#### [DIRECTION]
Copy the records word for word, from the line containing "valley in this photo." through the last line, including both. Leave the pictures out.

#### [MATERIAL PROVIDED]
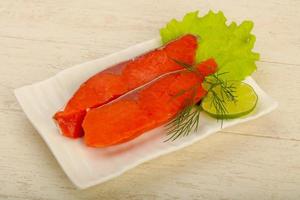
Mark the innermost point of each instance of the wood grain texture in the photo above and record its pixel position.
(256, 160)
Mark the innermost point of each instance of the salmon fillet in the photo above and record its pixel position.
(122, 78)
(148, 108)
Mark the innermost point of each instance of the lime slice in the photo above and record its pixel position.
(245, 102)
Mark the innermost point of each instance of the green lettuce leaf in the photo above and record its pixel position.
(230, 45)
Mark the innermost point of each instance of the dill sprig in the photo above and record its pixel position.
(221, 92)
(187, 120)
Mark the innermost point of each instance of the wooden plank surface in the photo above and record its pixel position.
(256, 160)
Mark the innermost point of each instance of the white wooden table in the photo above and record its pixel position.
(256, 160)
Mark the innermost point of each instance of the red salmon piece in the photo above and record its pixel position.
(150, 107)
(107, 85)
(103, 124)
(68, 123)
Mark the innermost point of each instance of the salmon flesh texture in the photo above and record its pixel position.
(122, 78)
(149, 107)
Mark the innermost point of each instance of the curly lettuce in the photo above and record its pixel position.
(230, 45)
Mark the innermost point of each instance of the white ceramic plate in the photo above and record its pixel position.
(88, 166)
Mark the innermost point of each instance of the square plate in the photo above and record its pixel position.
(89, 166)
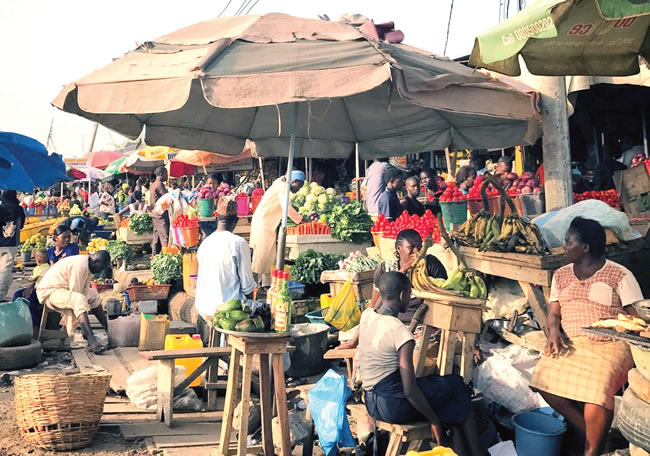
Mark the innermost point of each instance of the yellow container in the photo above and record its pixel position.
(190, 268)
(326, 300)
(180, 341)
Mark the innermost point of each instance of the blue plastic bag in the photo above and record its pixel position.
(327, 400)
(15, 323)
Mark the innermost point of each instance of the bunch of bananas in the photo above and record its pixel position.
(97, 244)
(513, 234)
(460, 283)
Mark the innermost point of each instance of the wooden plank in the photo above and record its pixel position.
(118, 419)
(142, 430)
(537, 302)
(155, 355)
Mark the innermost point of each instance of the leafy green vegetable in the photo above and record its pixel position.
(166, 267)
(310, 264)
(118, 250)
(350, 222)
(140, 223)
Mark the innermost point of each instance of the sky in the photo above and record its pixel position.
(47, 44)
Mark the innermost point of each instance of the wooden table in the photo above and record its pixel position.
(270, 350)
(535, 273)
(454, 316)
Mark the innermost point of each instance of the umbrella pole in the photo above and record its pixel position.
(259, 159)
(356, 166)
(645, 132)
(282, 236)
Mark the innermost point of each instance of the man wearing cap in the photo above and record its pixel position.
(224, 264)
(267, 218)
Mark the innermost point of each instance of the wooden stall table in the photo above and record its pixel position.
(453, 315)
(268, 346)
(532, 270)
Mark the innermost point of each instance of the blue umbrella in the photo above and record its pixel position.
(25, 163)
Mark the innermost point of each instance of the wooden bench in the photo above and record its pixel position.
(166, 361)
(413, 433)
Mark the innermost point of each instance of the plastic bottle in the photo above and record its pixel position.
(282, 320)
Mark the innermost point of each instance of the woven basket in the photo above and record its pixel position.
(58, 411)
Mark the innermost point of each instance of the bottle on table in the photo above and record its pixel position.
(282, 320)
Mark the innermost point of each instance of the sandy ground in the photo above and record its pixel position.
(107, 441)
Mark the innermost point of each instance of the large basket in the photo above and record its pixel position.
(148, 292)
(58, 411)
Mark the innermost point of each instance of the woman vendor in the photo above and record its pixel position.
(580, 373)
(407, 245)
(465, 178)
(62, 248)
(392, 392)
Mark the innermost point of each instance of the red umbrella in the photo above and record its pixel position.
(102, 158)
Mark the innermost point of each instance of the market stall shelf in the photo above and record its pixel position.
(323, 243)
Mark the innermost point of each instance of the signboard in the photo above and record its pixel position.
(241, 165)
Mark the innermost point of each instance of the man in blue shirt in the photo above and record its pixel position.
(389, 204)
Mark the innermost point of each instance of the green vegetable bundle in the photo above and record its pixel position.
(310, 264)
(350, 222)
(167, 267)
(140, 223)
(118, 250)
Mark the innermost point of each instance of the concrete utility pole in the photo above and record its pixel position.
(558, 187)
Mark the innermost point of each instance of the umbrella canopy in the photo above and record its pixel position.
(25, 163)
(203, 158)
(212, 85)
(100, 159)
(569, 37)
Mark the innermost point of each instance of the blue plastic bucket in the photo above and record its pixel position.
(537, 433)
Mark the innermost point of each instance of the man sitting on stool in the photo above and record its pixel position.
(65, 288)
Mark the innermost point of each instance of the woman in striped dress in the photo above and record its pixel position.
(580, 373)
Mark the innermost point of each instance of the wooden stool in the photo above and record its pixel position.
(268, 349)
(453, 319)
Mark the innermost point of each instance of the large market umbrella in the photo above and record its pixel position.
(569, 37)
(298, 87)
(100, 159)
(25, 164)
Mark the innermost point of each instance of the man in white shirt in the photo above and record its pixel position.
(224, 264)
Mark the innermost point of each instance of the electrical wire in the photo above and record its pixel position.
(224, 8)
(451, 10)
(252, 6)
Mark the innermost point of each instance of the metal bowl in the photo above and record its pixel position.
(643, 308)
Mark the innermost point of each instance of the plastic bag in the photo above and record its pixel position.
(554, 228)
(344, 313)
(142, 390)
(15, 323)
(505, 377)
(327, 400)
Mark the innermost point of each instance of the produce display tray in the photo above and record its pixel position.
(626, 337)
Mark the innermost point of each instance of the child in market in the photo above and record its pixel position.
(392, 392)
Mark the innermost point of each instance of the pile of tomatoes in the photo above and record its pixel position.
(183, 221)
(452, 193)
(425, 225)
(606, 196)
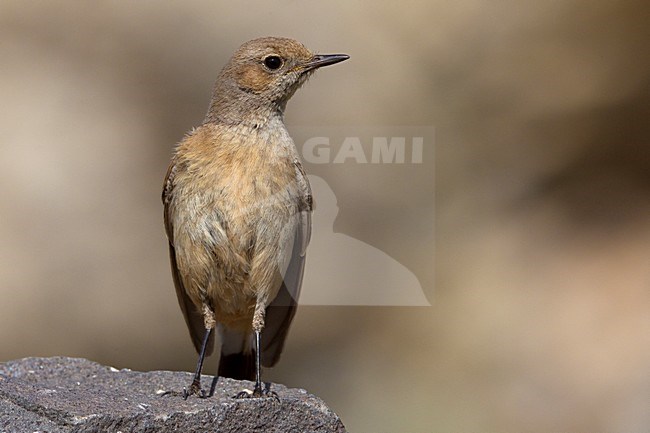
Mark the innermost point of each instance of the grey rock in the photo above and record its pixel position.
(60, 395)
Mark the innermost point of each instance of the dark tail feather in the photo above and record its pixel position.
(239, 366)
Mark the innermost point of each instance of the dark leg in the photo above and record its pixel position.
(257, 392)
(195, 388)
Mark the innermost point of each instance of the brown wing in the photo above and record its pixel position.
(193, 317)
(282, 309)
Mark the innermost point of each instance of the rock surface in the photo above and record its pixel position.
(60, 395)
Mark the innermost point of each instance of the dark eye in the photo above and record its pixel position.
(273, 62)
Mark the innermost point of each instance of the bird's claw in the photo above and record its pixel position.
(258, 392)
(195, 389)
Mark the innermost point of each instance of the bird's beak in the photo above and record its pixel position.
(324, 59)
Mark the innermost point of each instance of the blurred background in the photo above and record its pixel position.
(528, 228)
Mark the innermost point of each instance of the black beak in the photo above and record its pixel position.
(325, 59)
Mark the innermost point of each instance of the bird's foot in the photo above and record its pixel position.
(194, 389)
(258, 392)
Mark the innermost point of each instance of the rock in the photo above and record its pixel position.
(60, 395)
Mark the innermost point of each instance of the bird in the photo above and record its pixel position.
(237, 212)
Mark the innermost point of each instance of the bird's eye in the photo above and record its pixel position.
(273, 62)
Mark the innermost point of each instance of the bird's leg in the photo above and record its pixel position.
(257, 391)
(258, 325)
(195, 387)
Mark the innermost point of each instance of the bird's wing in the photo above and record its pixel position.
(282, 309)
(193, 317)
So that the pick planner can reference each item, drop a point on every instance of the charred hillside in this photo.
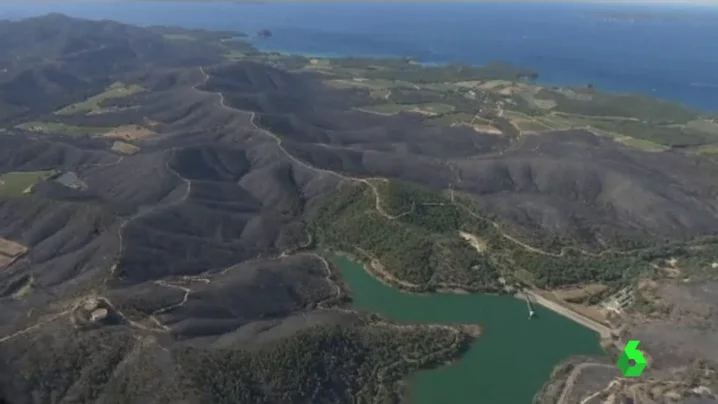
(164, 211)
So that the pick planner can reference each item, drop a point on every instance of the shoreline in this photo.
(541, 79)
(534, 296)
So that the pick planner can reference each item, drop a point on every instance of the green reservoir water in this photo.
(507, 364)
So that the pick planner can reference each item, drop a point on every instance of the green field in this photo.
(708, 149)
(641, 144)
(63, 129)
(21, 182)
(94, 103)
(179, 37)
(428, 108)
(124, 148)
(374, 84)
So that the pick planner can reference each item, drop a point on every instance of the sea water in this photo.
(674, 56)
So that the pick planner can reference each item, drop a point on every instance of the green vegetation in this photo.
(641, 144)
(179, 37)
(124, 148)
(21, 182)
(416, 73)
(428, 108)
(63, 129)
(423, 246)
(324, 364)
(93, 105)
(636, 106)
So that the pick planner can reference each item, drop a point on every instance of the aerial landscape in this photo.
(186, 217)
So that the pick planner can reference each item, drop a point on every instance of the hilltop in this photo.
(168, 198)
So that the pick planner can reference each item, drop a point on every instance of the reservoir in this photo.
(507, 364)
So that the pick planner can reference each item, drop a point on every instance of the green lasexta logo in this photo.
(631, 353)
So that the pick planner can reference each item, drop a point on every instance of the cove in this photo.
(507, 364)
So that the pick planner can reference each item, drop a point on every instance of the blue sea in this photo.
(673, 56)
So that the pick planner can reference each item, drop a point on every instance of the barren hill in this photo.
(172, 236)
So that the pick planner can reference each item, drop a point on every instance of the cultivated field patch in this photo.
(426, 109)
(11, 248)
(93, 105)
(21, 182)
(129, 132)
(124, 148)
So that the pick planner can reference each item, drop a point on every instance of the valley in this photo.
(175, 212)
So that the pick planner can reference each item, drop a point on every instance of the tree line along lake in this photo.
(508, 363)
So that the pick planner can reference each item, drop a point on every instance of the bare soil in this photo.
(11, 248)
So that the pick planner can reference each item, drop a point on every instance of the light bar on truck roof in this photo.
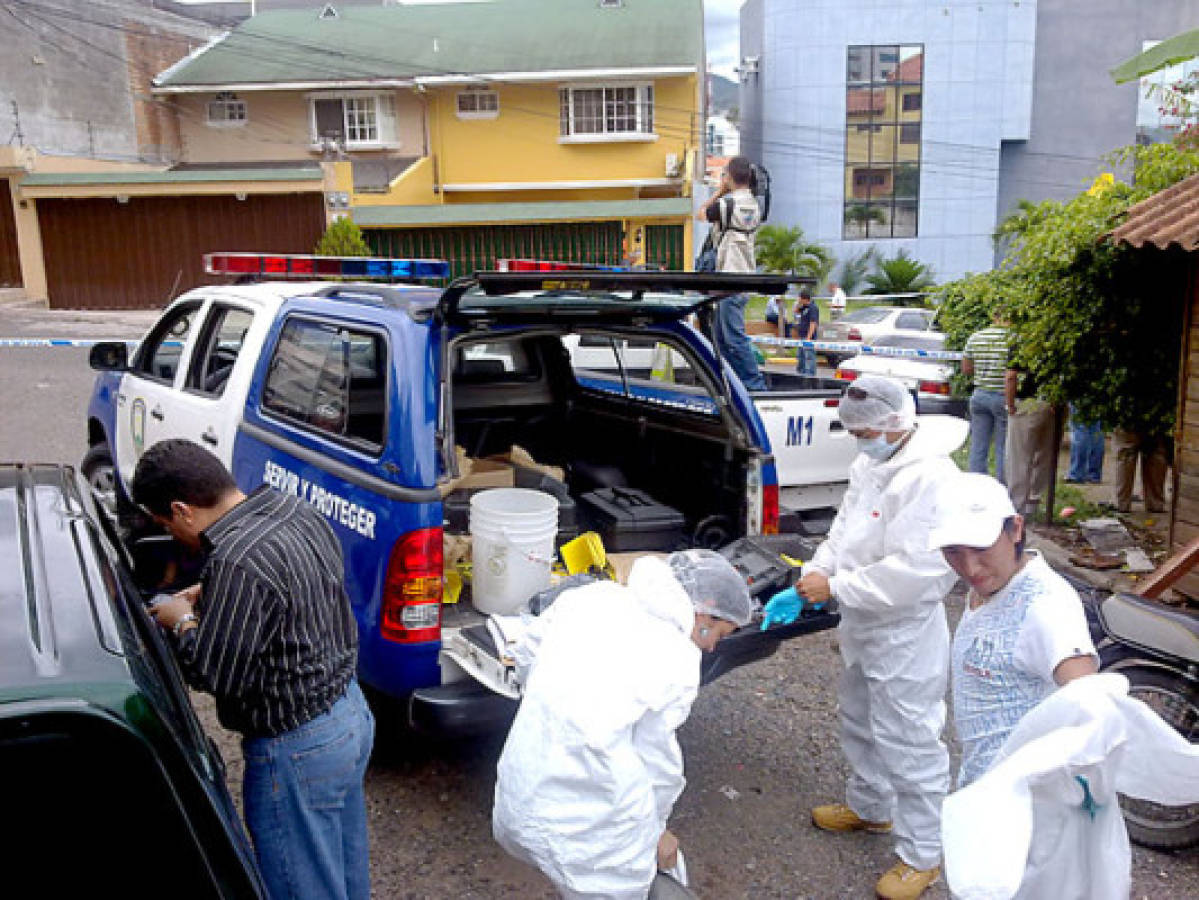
(275, 265)
(548, 265)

#### [TASK OUTPUT]
So that the pick planner can reference each item, drop a point on every instance of the valley in this photo.
(175, 212)
So that the pick planner can reference each item, drop a point on every instance of the tree line along lake in this photo.
(508, 363)
So that the pick planner can reference each item, drop a point on every instance of the bare soil in this photo.
(11, 248)
So that the pick planner can reference each item, drop a point on every instance of the light bar on truck roof in this photo.
(275, 265)
(548, 265)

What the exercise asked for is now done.